**Work to be completed**
Write out the passage of the blackhaw text from "The name cramp" to "treatment of asthma.", word for word.

**Text block**
—————
Thursday, May 12, 2011
Blackhaw (Viburnum prunifolium)
I love my blackhaw tree. Blackhaws bloom at the same time Dogwoods do but they get kind of overlooked next to these showy neighbors. My Blackhaw came up uninvited right behind my house where I can see it from my kitchen window. This is one uninvited guest that is welcome to stay. I was fascinated by this newcomer that I did not recognize at first.
With very opposite branches and shiny leaves that are reddish bronze in color, I knew it had to be something special and so I let it grow until I figured out what it was.
I was rewarded the next year when in May it gifted me with a cluster of beautiful white flowers which turned into green, elliptical fruit which changed from a bright green to blue/black color in late fall. After most of the autumn color is gone from the other trees this little darling rewarded me with crimson and burgundy leaves.
I have since found out that my blackhaw has a large variety of common names such as cramp bark, sheepberry, shonny, sloe, sloe-leaved viburnum, stagbush, sweethaw, American sloe, king's crown, sheep berry, snowball, tree stagbush.
The name cramp bark must have derived from this little trees reputation for comforting those who suffer from menstrual cramps as it is reputed to ease such discomfort as well as the symptoms of menopause. Was it fate, luck or divine providence that this medicinal tree landed in my back yard just as I began my changing years?
Blackhaw seems to definately be a friend of womenkind and has also been used for false labor pains and threatened miscarriage. In addition, it has been used to lower blood pressure in hypertension and as an anti-spasmodic herb for the treatment of asthma.
I look forward to learning more about this beautiful understory tree and will post more information as it is gleamed.
—————
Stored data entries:
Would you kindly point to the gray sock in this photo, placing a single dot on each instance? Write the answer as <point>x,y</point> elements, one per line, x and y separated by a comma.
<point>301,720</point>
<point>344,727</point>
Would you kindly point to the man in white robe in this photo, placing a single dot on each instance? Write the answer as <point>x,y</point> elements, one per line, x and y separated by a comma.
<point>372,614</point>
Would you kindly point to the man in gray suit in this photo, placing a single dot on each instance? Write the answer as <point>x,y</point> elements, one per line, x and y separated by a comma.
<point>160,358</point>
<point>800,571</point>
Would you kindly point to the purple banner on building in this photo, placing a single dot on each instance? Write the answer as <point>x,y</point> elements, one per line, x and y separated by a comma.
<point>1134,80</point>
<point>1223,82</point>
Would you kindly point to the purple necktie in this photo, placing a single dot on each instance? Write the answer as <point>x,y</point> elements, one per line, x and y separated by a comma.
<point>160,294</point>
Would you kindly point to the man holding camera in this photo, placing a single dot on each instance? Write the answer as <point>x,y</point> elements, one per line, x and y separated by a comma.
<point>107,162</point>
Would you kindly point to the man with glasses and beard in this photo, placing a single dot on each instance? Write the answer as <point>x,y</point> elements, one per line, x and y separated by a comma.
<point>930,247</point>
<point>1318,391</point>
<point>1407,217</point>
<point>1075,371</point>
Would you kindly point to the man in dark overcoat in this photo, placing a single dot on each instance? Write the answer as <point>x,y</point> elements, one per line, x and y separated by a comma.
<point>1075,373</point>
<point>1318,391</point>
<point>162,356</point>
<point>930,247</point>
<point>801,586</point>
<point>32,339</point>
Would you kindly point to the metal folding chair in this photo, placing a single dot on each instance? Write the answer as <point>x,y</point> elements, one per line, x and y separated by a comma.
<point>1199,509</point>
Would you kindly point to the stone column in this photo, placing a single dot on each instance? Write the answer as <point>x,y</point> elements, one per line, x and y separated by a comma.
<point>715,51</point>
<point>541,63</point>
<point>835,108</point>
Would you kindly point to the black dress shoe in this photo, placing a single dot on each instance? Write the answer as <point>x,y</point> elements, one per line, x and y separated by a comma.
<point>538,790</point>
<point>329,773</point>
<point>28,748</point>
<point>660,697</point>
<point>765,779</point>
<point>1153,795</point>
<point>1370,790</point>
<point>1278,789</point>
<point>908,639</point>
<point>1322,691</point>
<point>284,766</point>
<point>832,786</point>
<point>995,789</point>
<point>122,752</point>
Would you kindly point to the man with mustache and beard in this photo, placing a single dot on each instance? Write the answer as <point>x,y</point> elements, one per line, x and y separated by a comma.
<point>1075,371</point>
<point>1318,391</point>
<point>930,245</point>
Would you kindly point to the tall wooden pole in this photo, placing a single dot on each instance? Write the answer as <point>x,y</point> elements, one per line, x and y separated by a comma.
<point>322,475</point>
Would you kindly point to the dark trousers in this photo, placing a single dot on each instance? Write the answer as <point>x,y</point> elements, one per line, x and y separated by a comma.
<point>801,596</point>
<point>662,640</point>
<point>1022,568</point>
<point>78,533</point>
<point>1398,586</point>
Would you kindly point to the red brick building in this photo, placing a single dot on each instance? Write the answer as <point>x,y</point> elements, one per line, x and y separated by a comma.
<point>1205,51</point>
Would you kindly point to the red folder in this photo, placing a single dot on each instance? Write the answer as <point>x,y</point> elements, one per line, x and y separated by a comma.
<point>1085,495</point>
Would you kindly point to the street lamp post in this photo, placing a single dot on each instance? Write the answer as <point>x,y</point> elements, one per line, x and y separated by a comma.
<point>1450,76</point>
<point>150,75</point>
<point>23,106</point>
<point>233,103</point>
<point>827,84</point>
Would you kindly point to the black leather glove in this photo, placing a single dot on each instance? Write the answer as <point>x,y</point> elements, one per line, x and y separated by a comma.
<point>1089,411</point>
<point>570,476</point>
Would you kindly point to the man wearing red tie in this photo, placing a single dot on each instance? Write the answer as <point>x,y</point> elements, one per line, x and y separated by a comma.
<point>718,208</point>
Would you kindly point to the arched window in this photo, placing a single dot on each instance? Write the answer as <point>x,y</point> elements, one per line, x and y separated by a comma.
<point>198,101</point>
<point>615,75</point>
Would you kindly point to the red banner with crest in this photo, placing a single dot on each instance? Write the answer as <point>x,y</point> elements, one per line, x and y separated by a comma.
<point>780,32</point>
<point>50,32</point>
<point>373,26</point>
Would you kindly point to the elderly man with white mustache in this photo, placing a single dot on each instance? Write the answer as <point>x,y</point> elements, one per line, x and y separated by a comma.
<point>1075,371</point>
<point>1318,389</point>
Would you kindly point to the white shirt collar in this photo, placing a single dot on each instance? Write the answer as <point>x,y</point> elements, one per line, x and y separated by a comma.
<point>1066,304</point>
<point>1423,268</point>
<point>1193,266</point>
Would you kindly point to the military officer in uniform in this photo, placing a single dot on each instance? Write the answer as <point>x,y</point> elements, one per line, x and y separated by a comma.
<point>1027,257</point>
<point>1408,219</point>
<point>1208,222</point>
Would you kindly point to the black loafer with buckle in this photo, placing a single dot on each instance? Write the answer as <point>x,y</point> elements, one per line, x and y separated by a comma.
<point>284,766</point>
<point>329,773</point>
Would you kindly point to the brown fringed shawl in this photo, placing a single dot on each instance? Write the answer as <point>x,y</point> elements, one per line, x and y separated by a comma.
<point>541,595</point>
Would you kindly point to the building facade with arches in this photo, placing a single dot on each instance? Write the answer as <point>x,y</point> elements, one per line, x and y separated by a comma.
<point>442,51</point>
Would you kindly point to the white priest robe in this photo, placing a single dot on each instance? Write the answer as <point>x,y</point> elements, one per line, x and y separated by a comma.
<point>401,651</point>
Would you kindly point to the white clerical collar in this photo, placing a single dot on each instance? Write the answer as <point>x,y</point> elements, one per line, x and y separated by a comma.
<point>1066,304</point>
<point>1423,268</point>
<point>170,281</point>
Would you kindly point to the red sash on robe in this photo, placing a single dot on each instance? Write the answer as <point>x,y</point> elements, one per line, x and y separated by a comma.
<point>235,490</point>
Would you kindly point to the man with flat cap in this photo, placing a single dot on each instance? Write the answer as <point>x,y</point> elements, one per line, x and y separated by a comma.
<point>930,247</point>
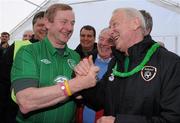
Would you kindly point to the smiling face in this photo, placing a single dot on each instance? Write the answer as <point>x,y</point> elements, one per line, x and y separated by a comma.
<point>127,28</point>
<point>61,28</point>
<point>39,29</point>
<point>104,45</point>
<point>120,30</point>
<point>87,39</point>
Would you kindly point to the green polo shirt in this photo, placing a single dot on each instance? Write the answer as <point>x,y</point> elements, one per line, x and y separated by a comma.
<point>41,63</point>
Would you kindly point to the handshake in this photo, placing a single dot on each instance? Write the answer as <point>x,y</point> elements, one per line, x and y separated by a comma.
<point>86,73</point>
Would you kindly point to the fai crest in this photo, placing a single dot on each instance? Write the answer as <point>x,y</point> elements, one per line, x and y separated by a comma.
<point>148,73</point>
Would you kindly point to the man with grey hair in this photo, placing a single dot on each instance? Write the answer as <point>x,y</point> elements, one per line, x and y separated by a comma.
<point>142,83</point>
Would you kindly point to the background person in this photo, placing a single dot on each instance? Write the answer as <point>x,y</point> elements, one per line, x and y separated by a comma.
<point>8,107</point>
<point>87,41</point>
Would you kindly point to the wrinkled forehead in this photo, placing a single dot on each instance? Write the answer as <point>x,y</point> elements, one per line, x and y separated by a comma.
<point>65,14</point>
<point>117,16</point>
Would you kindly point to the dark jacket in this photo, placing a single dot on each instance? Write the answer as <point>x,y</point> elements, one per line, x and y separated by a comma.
<point>8,109</point>
<point>151,95</point>
<point>82,54</point>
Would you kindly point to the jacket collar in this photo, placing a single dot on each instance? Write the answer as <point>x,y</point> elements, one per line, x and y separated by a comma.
<point>138,50</point>
<point>53,50</point>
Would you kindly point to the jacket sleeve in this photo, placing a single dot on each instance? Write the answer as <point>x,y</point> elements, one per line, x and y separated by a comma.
<point>169,100</point>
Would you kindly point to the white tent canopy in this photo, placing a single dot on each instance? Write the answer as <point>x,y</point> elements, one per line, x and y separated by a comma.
<point>97,13</point>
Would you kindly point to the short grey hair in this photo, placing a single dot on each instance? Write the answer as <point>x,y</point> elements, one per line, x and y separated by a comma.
<point>133,13</point>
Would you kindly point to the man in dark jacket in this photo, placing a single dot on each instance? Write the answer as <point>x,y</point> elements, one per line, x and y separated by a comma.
<point>87,41</point>
<point>8,107</point>
<point>142,84</point>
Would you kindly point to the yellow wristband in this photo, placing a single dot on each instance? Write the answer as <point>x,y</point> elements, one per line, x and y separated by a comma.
<point>67,88</point>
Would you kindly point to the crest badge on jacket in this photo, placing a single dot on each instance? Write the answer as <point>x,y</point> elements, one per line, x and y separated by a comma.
<point>148,72</point>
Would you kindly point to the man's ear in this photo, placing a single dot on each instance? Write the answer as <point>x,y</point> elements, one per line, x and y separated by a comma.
<point>135,23</point>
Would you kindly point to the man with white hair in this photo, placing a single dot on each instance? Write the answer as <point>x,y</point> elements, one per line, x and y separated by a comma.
<point>142,83</point>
—————
**Response area**
The name cramp bark must have derived from this little trees reputation for comforting those who suffer from menstrual cramps as it is reputed to ease such discomfort as well as the symptoms of menopause. Was it fate, luck or divine providence that this medicinal tree landed in my back yard just as I began my changing years?
Blackhaw seems to definately be a friend of womenkind and has also been used for false labor pains and threatened miscarriage. In addition, it has been used to lower blood pressure in hypertension and as an anti-spasmodic herb for the treatment of asthma.